◆ **THE TASK**: When the line with "Identify the motorcycle helmet" appears below, start repeating lines exactly, and keep going through the line with "Identify the motorcycle rider"; add nothing outside that span.

◆ **DATA SUPPLIED**:
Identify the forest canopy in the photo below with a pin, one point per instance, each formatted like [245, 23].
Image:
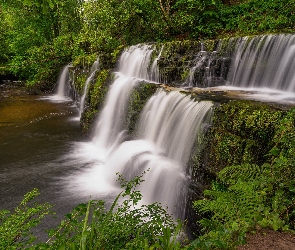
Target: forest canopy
[38, 37]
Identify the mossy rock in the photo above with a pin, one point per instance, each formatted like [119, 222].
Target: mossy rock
[242, 132]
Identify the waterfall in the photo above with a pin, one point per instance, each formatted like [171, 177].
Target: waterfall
[93, 70]
[133, 68]
[264, 61]
[168, 128]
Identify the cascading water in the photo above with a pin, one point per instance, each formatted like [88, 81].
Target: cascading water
[133, 68]
[264, 61]
[93, 70]
[168, 128]
[167, 131]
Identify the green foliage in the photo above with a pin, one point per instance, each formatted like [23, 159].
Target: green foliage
[15, 227]
[250, 196]
[125, 225]
[243, 132]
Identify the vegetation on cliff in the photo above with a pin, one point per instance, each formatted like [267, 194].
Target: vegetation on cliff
[38, 37]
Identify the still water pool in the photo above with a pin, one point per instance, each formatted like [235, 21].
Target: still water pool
[36, 133]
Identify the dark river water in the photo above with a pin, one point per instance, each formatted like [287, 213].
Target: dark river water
[36, 135]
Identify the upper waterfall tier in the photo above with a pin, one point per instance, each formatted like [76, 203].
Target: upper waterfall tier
[264, 61]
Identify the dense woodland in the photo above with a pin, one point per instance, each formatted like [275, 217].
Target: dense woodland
[38, 37]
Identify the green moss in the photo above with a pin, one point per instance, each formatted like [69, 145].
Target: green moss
[176, 59]
[242, 132]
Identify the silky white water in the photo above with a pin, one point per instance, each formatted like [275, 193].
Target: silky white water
[167, 131]
[63, 86]
[93, 70]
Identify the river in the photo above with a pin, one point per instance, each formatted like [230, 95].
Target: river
[36, 135]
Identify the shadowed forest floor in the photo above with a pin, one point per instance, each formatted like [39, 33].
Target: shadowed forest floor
[269, 240]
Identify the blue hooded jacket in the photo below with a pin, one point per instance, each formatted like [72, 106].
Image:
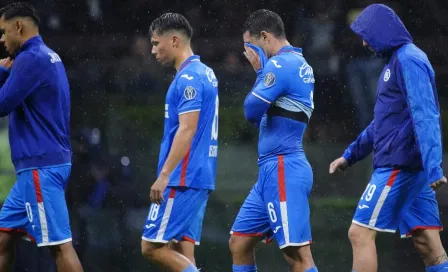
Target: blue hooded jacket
[36, 96]
[406, 130]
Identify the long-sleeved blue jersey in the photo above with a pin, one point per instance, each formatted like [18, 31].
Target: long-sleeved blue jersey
[281, 103]
[36, 96]
[406, 130]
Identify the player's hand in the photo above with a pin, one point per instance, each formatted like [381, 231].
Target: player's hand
[252, 57]
[158, 188]
[436, 185]
[339, 164]
[7, 63]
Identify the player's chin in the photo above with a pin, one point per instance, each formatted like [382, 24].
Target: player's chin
[164, 62]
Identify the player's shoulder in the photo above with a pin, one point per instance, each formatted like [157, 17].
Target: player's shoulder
[40, 55]
[286, 61]
[410, 54]
[198, 72]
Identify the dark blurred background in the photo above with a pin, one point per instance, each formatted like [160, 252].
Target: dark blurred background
[117, 117]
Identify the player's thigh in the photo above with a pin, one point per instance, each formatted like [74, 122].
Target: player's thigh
[13, 215]
[193, 231]
[44, 193]
[286, 189]
[389, 193]
[252, 219]
[173, 217]
[422, 215]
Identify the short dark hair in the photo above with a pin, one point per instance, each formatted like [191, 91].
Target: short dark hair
[265, 20]
[20, 9]
[171, 21]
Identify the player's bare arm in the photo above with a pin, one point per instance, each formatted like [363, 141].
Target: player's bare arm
[252, 57]
[188, 123]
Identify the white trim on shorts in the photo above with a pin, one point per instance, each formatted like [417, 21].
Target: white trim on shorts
[155, 240]
[196, 243]
[373, 228]
[295, 244]
[55, 243]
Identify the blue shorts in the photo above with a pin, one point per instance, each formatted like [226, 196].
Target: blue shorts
[277, 205]
[178, 218]
[397, 199]
[36, 206]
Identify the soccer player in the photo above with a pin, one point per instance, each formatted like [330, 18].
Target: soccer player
[35, 94]
[187, 161]
[280, 104]
[405, 137]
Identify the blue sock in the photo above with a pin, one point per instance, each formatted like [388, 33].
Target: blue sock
[438, 268]
[244, 268]
[190, 268]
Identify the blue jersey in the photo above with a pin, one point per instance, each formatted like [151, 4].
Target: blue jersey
[406, 130]
[194, 88]
[36, 96]
[285, 86]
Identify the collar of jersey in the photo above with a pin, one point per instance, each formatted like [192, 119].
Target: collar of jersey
[188, 61]
[289, 48]
[34, 40]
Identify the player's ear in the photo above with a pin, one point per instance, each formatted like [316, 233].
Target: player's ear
[175, 41]
[19, 26]
[264, 36]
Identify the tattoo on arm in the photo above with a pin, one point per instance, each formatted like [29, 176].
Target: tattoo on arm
[439, 260]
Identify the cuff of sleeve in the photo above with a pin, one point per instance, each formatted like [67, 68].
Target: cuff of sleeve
[436, 174]
[4, 73]
[347, 157]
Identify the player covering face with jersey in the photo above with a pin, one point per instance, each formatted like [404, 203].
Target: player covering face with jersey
[280, 104]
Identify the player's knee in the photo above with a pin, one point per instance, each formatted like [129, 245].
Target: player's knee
[6, 241]
[57, 250]
[427, 242]
[298, 254]
[359, 235]
[238, 244]
[149, 249]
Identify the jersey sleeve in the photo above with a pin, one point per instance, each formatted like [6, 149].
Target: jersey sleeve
[274, 81]
[190, 88]
[418, 86]
[4, 73]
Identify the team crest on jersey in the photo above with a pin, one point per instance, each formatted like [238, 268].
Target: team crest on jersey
[386, 75]
[269, 79]
[190, 93]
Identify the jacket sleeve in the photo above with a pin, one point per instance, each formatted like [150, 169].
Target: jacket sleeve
[417, 83]
[361, 147]
[23, 79]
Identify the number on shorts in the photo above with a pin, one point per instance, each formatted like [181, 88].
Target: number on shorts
[153, 212]
[272, 213]
[29, 211]
[368, 193]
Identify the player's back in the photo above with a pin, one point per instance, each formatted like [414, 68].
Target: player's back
[283, 126]
[39, 126]
[194, 88]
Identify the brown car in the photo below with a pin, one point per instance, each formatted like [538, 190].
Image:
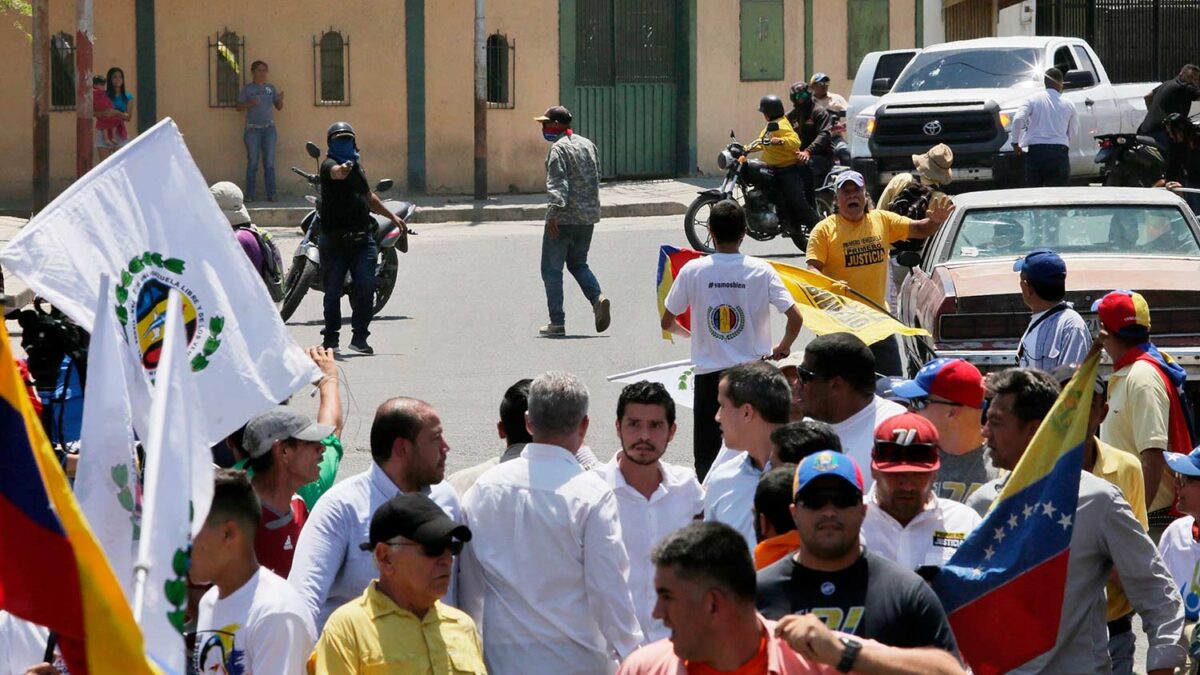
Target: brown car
[964, 291]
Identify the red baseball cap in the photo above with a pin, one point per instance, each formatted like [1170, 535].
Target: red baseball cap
[905, 442]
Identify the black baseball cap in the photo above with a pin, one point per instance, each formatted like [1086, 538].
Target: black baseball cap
[417, 518]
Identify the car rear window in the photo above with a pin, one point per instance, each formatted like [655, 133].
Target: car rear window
[1134, 231]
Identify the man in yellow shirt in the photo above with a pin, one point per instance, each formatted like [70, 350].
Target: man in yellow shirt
[852, 246]
[780, 150]
[400, 626]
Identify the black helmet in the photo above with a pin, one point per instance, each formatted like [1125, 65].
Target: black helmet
[771, 106]
[340, 129]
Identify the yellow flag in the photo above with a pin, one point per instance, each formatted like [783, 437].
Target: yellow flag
[825, 311]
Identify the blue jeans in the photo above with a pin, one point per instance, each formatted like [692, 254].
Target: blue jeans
[570, 249]
[259, 145]
[360, 261]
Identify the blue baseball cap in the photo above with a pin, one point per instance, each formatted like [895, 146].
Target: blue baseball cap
[1187, 465]
[827, 463]
[1042, 266]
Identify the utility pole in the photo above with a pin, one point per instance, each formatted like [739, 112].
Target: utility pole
[84, 139]
[480, 102]
[41, 18]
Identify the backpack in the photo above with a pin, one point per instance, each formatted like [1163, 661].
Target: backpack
[271, 269]
[912, 202]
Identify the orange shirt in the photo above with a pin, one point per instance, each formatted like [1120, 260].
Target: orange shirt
[756, 665]
[775, 548]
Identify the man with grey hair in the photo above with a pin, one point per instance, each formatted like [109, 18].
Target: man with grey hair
[545, 575]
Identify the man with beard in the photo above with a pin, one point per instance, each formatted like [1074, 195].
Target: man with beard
[409, 455]
[832, 572]
[653, 497]
[905, 521]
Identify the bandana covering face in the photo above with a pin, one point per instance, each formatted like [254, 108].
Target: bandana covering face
[343, 150]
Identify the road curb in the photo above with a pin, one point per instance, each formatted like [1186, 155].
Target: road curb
[291, 216]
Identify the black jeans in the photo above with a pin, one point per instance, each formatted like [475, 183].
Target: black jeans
[1047, 166]
[706, 431]
[796, 183]
[359, 260]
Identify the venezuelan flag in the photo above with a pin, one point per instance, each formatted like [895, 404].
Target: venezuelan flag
[52, 569]
[671, 261]
[1013, 566]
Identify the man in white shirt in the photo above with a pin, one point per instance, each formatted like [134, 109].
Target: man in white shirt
[838, 386]
[754, 402]
[905, 520]
[546, 574]
[654, 499]
[409, 455]
[1043, 130]
[251, 620]
[729, 294]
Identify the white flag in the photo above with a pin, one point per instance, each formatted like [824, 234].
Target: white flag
[179, 493]
[147, 219]
[107, 479]
[679, 378]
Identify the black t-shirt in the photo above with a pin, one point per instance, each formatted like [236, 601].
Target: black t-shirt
[1171, 96]
[873, 598]
[343, 203]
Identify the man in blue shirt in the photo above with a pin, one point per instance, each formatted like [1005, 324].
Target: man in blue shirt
[259, 100]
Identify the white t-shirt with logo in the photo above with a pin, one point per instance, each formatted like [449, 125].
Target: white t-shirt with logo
[857, 432]
[729, 294]
[262, 628]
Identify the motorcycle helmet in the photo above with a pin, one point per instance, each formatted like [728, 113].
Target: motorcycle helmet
[771, 106]
[340, 129]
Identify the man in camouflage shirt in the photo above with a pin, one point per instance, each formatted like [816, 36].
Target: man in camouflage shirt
[573, 183]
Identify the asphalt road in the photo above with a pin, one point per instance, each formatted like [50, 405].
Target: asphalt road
[462, 326]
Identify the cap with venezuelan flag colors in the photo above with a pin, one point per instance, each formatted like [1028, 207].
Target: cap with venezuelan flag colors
[1125, 314]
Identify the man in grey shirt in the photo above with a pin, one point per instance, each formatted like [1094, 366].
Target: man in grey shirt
[259, 100]
[1105, 537]
[1056, 334]
[949, 393]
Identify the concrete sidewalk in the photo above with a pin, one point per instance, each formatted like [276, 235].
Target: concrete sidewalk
[645, 198]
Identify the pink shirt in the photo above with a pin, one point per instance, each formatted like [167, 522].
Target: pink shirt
[659, 658]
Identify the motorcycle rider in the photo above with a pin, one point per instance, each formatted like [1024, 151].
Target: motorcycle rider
[347, 242]
[779, 151]
[814, 124]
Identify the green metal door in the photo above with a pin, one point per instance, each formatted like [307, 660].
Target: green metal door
[627, 89]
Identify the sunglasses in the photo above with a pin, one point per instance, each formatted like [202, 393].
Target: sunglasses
[820, 499]
[922, 404]
[433, 550]
[893, 453]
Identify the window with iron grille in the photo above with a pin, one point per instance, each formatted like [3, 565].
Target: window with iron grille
[761, 40]
[227, 69]
[331, 54]
[63, 72]
[502, 65]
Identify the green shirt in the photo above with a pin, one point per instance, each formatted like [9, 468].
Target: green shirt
[329, 464]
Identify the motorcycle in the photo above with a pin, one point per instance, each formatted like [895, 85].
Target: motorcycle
[1129, 160]
[753, 184]
[305, 272]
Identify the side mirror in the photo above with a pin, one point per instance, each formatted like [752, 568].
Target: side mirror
[909, 258]
[1079, 79]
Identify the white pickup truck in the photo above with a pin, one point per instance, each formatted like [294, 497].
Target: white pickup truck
[965, 94]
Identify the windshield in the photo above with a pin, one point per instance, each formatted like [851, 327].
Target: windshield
[1135, 231]
[972, 69]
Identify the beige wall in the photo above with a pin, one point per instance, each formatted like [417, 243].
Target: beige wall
[114, 46]
[283, 39]
[723, 100]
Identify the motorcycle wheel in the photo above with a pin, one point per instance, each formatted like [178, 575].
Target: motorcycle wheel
[295, 285]
[695, 227]
[385, 281]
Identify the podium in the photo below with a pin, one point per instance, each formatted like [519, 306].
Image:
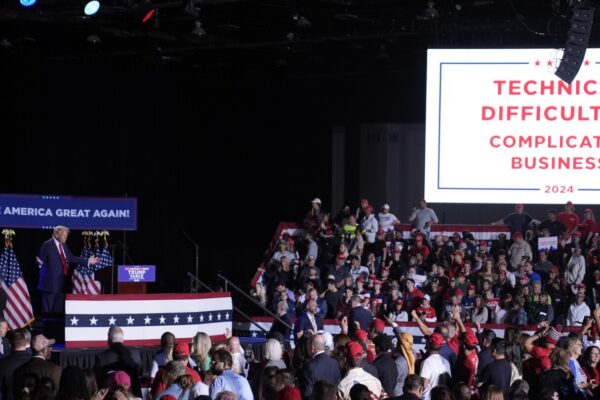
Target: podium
[131, 288]
[132, 279]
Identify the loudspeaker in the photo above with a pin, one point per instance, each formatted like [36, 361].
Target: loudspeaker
[577, 41]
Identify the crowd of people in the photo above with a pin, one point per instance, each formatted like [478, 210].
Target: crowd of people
[360, 269]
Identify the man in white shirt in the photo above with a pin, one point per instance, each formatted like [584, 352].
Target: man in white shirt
[434, 366]
[240, 366]
[423, 217]
[358, 375]
[387, 219]
[370, 225]
[578, 310]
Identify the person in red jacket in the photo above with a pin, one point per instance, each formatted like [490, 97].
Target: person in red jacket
[568, 218]
[181, 353]
[425, 311]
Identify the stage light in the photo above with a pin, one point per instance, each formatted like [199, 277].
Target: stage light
[301, 22]
[198, 29]
[430, 11]
[91, 7]
[577, 41]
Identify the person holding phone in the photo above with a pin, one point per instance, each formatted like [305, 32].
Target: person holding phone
[422, 218]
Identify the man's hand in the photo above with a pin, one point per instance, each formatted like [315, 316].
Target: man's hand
[100, 394]
[388, 320]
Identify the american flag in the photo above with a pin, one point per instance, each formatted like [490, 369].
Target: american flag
[83, 276]
[18, 311]
[144, 318]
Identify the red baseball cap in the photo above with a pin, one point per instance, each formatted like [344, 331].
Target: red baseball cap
[378, 325]
[181, 349]
[470, 338]
[355, 350]
[436, 340]
[361, 335]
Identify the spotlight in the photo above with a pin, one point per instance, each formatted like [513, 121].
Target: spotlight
[301, 21]
[577, 41]
[190, 8]
[93, 39]
[430, 11]
[198, 29]
[91, 7]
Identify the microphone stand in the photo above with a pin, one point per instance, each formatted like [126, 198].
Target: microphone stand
[195, 288]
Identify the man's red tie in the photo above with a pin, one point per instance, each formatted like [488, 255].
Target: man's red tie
[63, 259]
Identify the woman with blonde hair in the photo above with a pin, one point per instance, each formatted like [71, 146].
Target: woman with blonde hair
[199, 351]
[273, 353]
[558, 377]
[493, 393]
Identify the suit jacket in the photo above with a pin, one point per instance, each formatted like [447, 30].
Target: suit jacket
[320, 368]
[387, 372]
[40, 367]
[52, 277]
[362, 316]
[5, 347]
[281, 328]
[303, 324]
[118, 357]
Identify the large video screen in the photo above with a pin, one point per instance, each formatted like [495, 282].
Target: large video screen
[502, 128]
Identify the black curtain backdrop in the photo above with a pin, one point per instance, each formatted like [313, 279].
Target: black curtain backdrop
[224, 158]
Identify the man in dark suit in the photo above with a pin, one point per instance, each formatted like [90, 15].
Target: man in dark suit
[18, 356]
[282, 327]
[308, 323]
[321, 368]
[4, 345]
[53, 261]
[38, 365]
[359, 315]
[118, 357]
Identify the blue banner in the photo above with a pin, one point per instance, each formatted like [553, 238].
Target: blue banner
[45, 211]
[136, 273]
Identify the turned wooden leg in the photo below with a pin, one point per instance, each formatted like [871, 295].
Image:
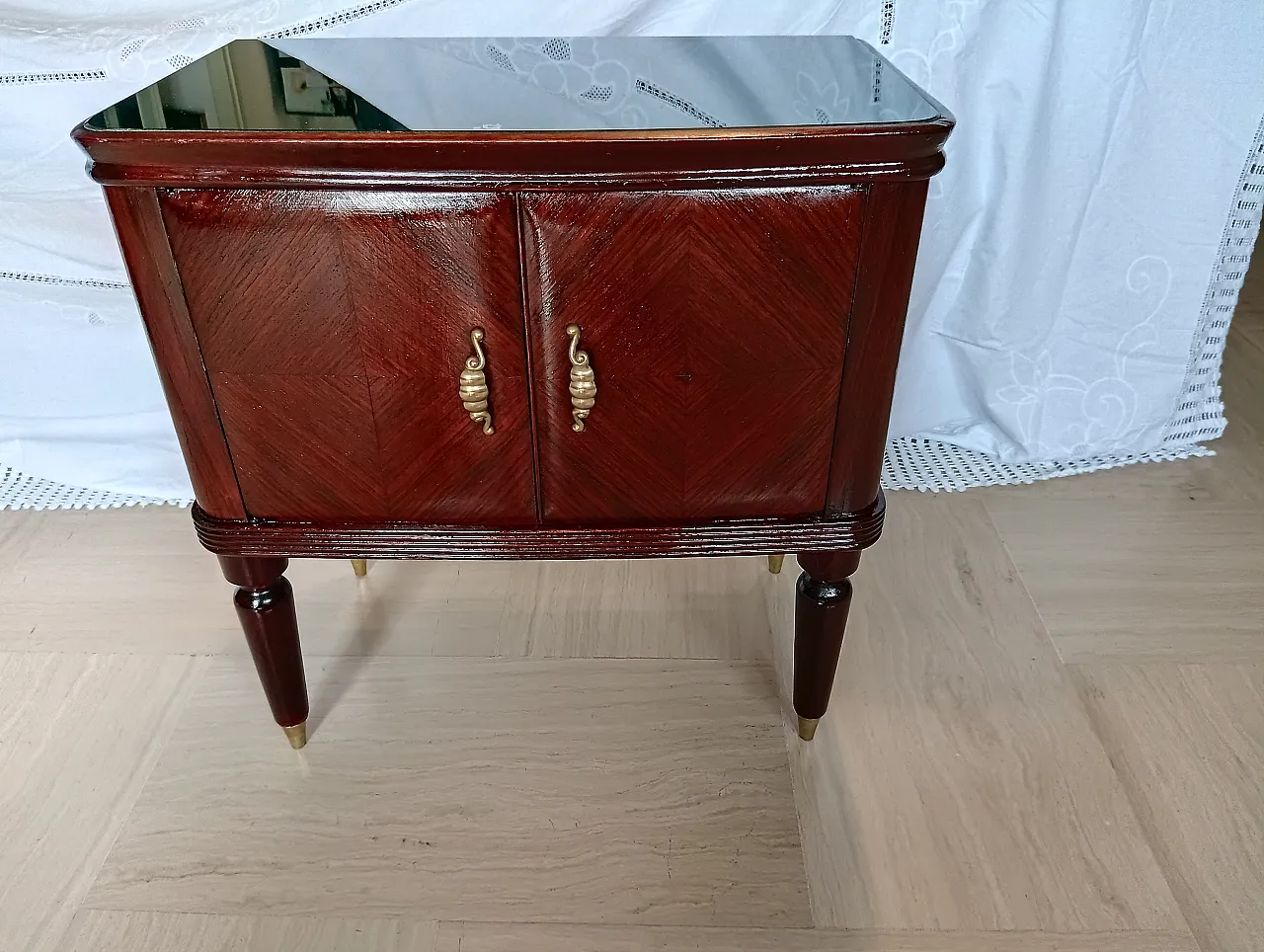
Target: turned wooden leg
[266, 607]
[822, 599]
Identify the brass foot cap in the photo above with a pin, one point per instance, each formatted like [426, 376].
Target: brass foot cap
[297, 735]
[808, 727]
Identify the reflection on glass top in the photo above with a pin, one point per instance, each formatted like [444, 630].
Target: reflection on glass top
[487, 85]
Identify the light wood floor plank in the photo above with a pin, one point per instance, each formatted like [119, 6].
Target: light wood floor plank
[1120, 581]
[956, 781]
[70, 583]
[515, 937]
[108, 930]
[604, 790]
[79, 736]
[1188, 743]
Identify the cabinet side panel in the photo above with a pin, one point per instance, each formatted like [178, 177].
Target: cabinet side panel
[889, 249]
[139, 225]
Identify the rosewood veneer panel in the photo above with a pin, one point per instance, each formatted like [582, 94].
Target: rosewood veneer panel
[337, 324]
[716, 323]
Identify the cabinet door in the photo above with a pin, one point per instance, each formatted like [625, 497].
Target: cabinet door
[335, 326]
[714, 324]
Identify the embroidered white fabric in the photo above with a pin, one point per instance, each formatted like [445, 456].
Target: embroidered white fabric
[1079, 262]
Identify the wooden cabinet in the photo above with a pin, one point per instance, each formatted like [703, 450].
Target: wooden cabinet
[334, 326]
[685, 335]
[716, 323]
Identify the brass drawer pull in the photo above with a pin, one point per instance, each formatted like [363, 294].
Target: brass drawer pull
[583, 383]
[474, 392]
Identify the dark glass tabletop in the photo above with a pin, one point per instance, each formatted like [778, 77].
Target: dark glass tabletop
[538, 85]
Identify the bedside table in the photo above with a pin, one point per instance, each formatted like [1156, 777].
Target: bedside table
[536, 300]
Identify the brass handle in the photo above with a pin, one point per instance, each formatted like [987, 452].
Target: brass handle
[583, 383]
[474, 392]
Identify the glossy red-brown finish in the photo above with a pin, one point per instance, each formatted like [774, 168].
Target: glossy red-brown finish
[823, 596]
[138, 221]
[650, 158]
[266, 607]
[335, 326]
[403, 540]
[741, 293]
[889, 249]
[716, 325]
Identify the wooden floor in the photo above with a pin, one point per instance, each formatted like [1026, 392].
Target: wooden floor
[1047, 734]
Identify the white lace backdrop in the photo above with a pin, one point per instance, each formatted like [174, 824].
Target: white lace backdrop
[1079, 261]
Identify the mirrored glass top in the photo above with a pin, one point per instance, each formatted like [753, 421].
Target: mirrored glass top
[487, 85]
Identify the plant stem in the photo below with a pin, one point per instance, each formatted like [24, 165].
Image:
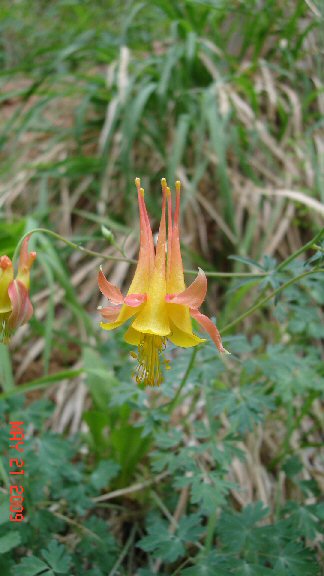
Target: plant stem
[308, 245]
[124, 259]
[170, 405]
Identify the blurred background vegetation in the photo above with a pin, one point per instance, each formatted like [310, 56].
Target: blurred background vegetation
[225, 476]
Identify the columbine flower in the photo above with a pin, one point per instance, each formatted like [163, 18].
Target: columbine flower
[15, 306]
[160, 305]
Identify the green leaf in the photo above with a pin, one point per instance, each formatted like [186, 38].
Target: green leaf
[57, 557]
[9, 541]
[104, 473]
[170, 546]
[32, 566]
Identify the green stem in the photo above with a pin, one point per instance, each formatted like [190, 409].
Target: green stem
[170, 405]
[41, 382]
[124, 259]
[319, 248]
[309, 245]
[264, 301]
[71, 244]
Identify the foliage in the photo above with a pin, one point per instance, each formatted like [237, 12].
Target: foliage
[218, 471]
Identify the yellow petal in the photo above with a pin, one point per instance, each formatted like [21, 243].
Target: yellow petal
[133, 337]
[153, 319]
[6, 277]
[125, 314]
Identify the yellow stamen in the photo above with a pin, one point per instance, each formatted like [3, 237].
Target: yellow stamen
[148, 371]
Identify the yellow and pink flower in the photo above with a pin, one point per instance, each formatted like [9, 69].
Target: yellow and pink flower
[15, 306]
[158, 302]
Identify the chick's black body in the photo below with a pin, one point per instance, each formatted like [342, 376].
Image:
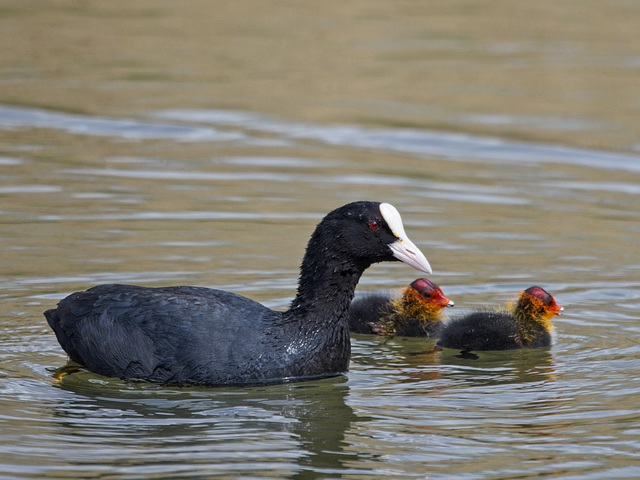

◆ **TASK RESULT**:
Identify the motorcycle helmet in the photo above with a pin, one point per instance, each formatted like [728, 113].
Target: motorcycle helmet
[771, 106]
[340, 129]
Identify the man in camouflage shirt in the photo above with a pin, one point per instance, each formatted like [816, 36].
Target: man in camouflage shirt
[573, 183]
Identify the asphalt road in the photo above with a pin, one point per instance, each formatted like [50, 405].
Target: asphalt road
[462, 326]
Identify the cap with venezuelan flag colors in the photo above with a pin, one point per instance, each formatted like [1028, 207].
Target: cap with venezuelan flag colors
[1125, 314]
Identify the man in grey shirt in the photo above with a pin, one point per instance, each formatted like [1094, 366].
Target: man in grey shirt
[259, 100]
[1105, 537]
[1056, 334]
[949, 393]
Identify the concrete sidewalk in the photo above with a pin, one point per instance, each formatted like [276, 235].
Target: concrete sidewalk
[645, 198]
Identify the pink shirt in the photo above with a pin, one point per instance, each formatted like [167, 522].
Target: pink shirt
[659, 658]
Identify the motorcycle rider in the photo above with a pin, one point per instance, each formatted like [1024, 151].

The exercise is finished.